→ **The request**
Convert every line of the records below into a Markdown table with the columns "No." and "Text", numbering the rows in order and skipping blank lines. Omit the pictures from the table.

→ **Material to process**
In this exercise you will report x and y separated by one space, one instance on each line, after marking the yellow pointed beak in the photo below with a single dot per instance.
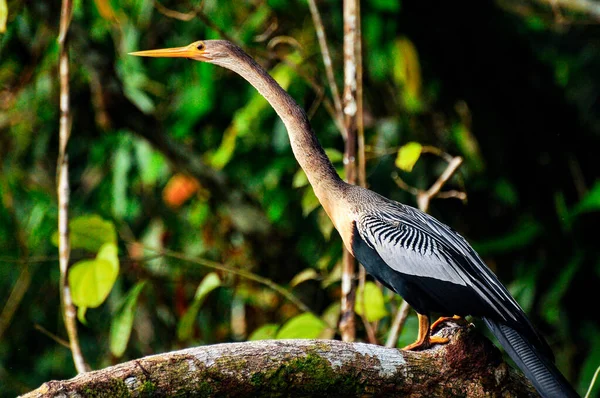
176 52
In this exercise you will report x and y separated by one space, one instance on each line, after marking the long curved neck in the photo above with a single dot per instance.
305 145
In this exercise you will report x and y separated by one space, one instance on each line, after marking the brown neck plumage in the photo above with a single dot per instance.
306 147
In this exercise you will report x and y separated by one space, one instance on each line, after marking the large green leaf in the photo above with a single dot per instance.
122 323
186 325
374 303
90 233
303 326
92 280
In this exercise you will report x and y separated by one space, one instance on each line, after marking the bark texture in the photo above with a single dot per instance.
469 366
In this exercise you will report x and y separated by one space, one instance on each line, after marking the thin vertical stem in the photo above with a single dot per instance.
322 39
64 249
347 321
362 167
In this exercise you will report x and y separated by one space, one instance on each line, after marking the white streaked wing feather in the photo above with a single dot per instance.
394 233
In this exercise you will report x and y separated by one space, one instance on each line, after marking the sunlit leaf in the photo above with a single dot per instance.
408 154
265 332
92 280
89 232
468 145
122 323
105 10
186 325
386 5
374 303
303 276
3 15
303 326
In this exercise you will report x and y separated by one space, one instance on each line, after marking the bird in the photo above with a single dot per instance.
413 254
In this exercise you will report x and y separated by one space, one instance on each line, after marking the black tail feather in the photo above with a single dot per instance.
536 366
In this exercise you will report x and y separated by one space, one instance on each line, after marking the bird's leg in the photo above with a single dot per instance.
425 339
443 319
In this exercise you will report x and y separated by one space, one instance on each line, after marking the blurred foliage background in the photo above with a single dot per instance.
183 156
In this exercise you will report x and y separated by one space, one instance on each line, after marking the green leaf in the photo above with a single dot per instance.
408 154
331 315
300 180
122 323
303 326
265 332
3 15
81 314
186 325
304 276
554 297
121 165
90 233
92 280
334 155
374 303
324 223
245 118
309 201
591 201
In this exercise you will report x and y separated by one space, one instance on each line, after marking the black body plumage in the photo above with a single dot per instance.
436 271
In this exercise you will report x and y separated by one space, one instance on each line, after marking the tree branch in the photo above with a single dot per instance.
64 248
468 366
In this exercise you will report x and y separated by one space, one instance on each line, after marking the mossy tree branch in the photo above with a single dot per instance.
468 366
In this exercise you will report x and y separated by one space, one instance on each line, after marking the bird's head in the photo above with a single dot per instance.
220 52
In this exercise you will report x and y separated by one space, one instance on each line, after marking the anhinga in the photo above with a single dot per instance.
426 262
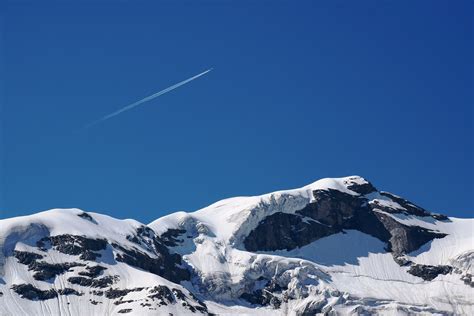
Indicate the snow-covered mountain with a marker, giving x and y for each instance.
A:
(336, 247)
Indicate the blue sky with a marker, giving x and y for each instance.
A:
(299, 91)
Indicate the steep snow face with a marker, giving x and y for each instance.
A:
(336, 246)
(68, 262)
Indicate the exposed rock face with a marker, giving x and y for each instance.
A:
(85, 248)
(43, 270)
(30, 292)
(244, 253)
(427, 272)
(331, 212)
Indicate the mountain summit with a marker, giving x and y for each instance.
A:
(337, 246)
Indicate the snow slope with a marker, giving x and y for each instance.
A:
(336, 246)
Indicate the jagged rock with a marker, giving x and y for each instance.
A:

→ **Final result**
| No. | Text |
|---|---|
| 1 | In this exercise you will report x and y separated by one space, one instance on each line, after marking the yellow pointed beak in the photo below with a single dot per instance. |
| 2 | 176 52 |
| 3 | In this exercise you will report x and y separated by one space, one instance on each line, after marking the long curved neck in the photo above with a single dot per instance. |
| 4 | 305 145 |
| 5 | In this exercise you will report x and y separated by one space, one instance on each line, after marking the brown neck plumage in the photo above with a single dot per instance. |
| 6 | 306 147 |
| 7 | In this exercise you will report x and y separated by one space, one instance on each line, after marking the large green leaf in the photo above with a single dot per instance. |
| 8 | 122 323 |
| 9 | 186 325 |
| 10 | 374 303 |
| 11 | 90 233 |
| 12 | 303 326 |
| 13 | 92 280 |
| 14 | In this exercise you will report x and y separated by one space, one instance on each line, after marking the bark texture in the photo above with a single dot per instance. |
| 15 | 469 366 |
| 16 | In this exercise you will report x and y separated by one space, one instance on each line, after marking the thin vertical stem in the photo above with a single dot per instance. |
| 17 | 322 39 |
| 18 | 64 249 |
| 19 | 347 321 |
| 20 | 362 167 |
| 21 | In this exercise you will report x and y separated by one space, one instance on each line, after marking the white streaked wing feather in the photo above with a single dot per instance. |
| 22 | 394 233 |
| 23 | In this exercise you will report x and y separated by one space, one instance on each line, after marking the sunlit leaf in the photo above with a single dot per instance. |
| 24 | 408 154 |
| 25 | 265 332 |
| 26 | 92 280 |
| 27 | 89 232 |
| 28 | 468 145 |
| 29 | 122 323 |
| 30 | 105 10 |
| 31 | 186 325 |
| 32 | 386 5 |
| 33 | 374 303 |
| 34 | 303 276 |
| 35 | 3 15 |
| 36 | 303 326 |
| 37 | In this exercise you will report x and y separated by one space, one instance on each line, after marking the bird in the photo above with a single dot per instance. |
| 38 | 413 254 |
| 39 | In this exercise you will report x and y separated by one space, one instance on each line, after marking the black tail feather in the photo above with a single dot per instance. |
| 40 | 536 366 |
| 41 | In this exercise you will report x and y separated by one space, one instance on each line, after marking the bird's leg in the photo above with a single dot per instance. |
| 42 | 425 339 |
| 43 | 443 319 |
| 44 | In this exercise you will report x and y separated by one space, one instance on each line, after marking the blurred foliage background in the photo above with a single dot per instance. |
| 45 | 183 156 |
| 46 | In this exercise you will report x and y separated by one space, one instance on each line, after marking the green leaf in the photo above with a single dot per instance. |
| 47 | 408 154 |
| 48 | 331 315 |
| 49 | 300 180 |
| 50 | 122 323 |
| 51 | 303 326 |
| 52 | 265 332 |
| 53 | 3 15 |
| 54 | 81 314 |
| 55 | 186 325 |
| 56 | 304 276 |
| 57 | 554 297 |
| 58 | 121 165 |
| 59 | 90 233 |
| 60 | 92 280 |
| 61 | 334 155 |
| 62 | 374 303 |
| 63 | 324 223 |
| 64 | 245 118 |
| 65 | 309 201 |
| 66 | 591 201 |
| 67 | In this exercise you will report x and y separated by one space, one instance on each line, after marking the black body plumage in the photo above with a single dot per instance. |
| 68 | 436 271 |
| 69 | In this exercise you will report x and y separated by one space, one instance on each line, after marking the tree branch in the photo above with a single dot per instance. |
| 70 | 64 248 |
| 71 | 468 366 |
| 72 | In this exercise you will report x and y separated by one space, one instance on each line, after marking the mossy tree branch in the photo above with a single dot per instance. |
| 73 | 468 366 |
| 74 | In this exercise you will report x and y separated by one space, one instance on each line, after marking the bird's head in the photo above with a single dot per instance. |
| 75 | 220 52 |
| 76 | In this exercise you will report x and y separated by one space, one instance on each line, after marking the anhinga in the photo above with a single dot per instance. |
| 77 | 426 262 |
| 78 | Indicate the snow-covered mountain with a marker, giving x and y for each instance. |
| 79 | A: |
| 80 | (336, 247) |
| 81 | Indicate the blue sky with a marker, giving x and y for each instance. |
| 82 | A: |
| 83 | (299, 91) |
| 84 | Indicate the steep snow face with a marker, giving x and y for each instance. |
| 85 | A: |
| 86 | (336, 246) |
| 87 | (68, 262) |
| 88 | Indicate the exposed rock face with a marker, giving x and y for each instance. |
| 89 | A: |
| 90 | (85, 248) |
| 91 | (43, 270) |
| 92 | (30, 292) |
| 93 | (244, 253) |
| 94 | (427, 272) |
| 95 | (331, 212) |
| 96 | Indicate the mountain summit with a marker, giving x and y for each instance. |
| 97 | A: |
| 98 | (337, 246) |
| 99 | Indicate the snow slope with a marker, giving x and y for each instance. |
| 100 | A: |
| 101 | (336, 246) |
| 102 | Indicate the jagged rock with a marker, giving x and y for each instance. |
| 103 | A: |